EXERCISE.
Can you rewrite the material below with every "wanted" replaced by "requested" and everything else left unchanged? Leave the pictures out of your answer.

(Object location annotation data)
================================
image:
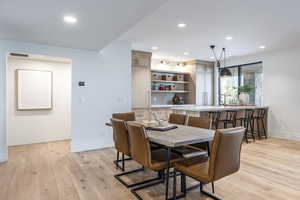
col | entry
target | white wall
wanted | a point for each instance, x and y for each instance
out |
(107, 90)
(27, 127)
(281, 82)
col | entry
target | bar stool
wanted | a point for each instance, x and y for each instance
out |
(248, 119)
(215, 117)
(258, 118)
(228, 117)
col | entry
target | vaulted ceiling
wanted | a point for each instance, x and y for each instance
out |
(99, 21)
(273, 23)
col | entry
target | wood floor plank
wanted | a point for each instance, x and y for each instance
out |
(269, 171)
================================
WRITTEN SOLUTION.
image:
col | entry
target | white wall
requested | a point for each instance, x and y for each instance
out |
(107, 90)
(27, 127)
(281, 82)
col | entry
target | bar stool
requested | a point for each instance, x and y for each instance
out |
(248, 119)
(215, 117)
(258, 118)
(228, 117)
col | entry
target | vaulted ceiling
requested | a point for each instance, x and y for each instance
out |
(99, 21)
(273, 23)
col | entry
target | wood floor plank
requested | a point for each instance, x and y for each instance
out |
(269, 171)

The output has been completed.